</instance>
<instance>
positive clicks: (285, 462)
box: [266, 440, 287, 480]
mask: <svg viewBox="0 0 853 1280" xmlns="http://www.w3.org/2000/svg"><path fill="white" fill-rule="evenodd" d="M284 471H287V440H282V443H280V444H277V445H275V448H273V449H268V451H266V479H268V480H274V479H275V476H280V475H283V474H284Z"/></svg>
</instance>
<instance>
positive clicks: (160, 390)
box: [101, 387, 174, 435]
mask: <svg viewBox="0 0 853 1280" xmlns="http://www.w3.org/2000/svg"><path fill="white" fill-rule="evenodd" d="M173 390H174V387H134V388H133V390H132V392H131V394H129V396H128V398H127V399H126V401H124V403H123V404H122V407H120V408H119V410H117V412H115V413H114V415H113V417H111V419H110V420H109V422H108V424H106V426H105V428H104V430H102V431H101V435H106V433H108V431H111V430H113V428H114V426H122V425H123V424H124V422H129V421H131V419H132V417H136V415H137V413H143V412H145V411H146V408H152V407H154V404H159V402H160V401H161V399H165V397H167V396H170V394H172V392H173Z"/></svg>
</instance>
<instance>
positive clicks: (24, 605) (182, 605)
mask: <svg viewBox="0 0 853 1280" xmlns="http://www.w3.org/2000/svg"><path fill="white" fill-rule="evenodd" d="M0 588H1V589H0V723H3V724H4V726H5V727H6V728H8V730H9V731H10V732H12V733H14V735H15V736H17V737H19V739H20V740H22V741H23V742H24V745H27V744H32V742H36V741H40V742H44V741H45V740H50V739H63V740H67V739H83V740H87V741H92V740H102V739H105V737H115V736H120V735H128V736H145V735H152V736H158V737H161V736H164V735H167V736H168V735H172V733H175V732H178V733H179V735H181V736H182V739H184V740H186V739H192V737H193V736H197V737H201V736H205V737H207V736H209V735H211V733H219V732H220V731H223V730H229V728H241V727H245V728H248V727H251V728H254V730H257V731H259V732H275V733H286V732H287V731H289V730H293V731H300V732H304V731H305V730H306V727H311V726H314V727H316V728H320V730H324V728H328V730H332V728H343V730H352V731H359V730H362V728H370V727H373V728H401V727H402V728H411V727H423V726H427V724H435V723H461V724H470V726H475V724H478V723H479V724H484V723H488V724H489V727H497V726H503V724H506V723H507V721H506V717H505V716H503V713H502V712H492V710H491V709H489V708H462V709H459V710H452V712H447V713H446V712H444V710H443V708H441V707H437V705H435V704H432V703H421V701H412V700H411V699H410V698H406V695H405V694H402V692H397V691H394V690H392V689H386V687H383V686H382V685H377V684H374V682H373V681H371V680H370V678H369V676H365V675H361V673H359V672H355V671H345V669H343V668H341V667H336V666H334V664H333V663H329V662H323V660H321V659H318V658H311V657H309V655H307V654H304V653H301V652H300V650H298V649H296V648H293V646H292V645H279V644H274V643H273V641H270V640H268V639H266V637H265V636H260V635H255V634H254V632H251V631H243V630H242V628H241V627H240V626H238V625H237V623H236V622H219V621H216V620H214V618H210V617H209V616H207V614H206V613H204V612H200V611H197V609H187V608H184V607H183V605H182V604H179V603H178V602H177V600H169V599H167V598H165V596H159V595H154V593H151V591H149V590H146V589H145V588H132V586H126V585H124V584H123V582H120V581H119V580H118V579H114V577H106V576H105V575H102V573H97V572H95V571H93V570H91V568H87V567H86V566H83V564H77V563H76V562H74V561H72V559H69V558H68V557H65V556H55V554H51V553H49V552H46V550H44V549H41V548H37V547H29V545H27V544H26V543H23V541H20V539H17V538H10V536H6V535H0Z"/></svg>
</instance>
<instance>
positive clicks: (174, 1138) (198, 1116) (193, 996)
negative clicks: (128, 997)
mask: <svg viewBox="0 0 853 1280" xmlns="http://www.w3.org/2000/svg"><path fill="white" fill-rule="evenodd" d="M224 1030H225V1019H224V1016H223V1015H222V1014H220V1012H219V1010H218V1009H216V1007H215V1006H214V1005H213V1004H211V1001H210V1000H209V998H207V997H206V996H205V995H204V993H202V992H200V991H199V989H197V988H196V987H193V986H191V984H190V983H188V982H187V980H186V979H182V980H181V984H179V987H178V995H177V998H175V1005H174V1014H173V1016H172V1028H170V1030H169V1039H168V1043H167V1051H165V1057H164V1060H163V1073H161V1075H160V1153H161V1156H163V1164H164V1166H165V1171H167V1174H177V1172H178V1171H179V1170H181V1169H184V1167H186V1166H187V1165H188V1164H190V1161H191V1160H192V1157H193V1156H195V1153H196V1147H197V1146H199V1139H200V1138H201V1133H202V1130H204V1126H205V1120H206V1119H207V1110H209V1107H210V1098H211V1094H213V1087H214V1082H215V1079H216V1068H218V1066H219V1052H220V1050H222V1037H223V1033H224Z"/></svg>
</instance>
-- -- --
> _Your task_
Show each line in the data where the string "positive" appears.

> _Exercise solution_
positive clicks: (285, 462)
positive clicks: (160, 390)
positive clicks: (24, 605) (182, 605)
positive clicks: (174, 1138) (198, 1116) (193, 996)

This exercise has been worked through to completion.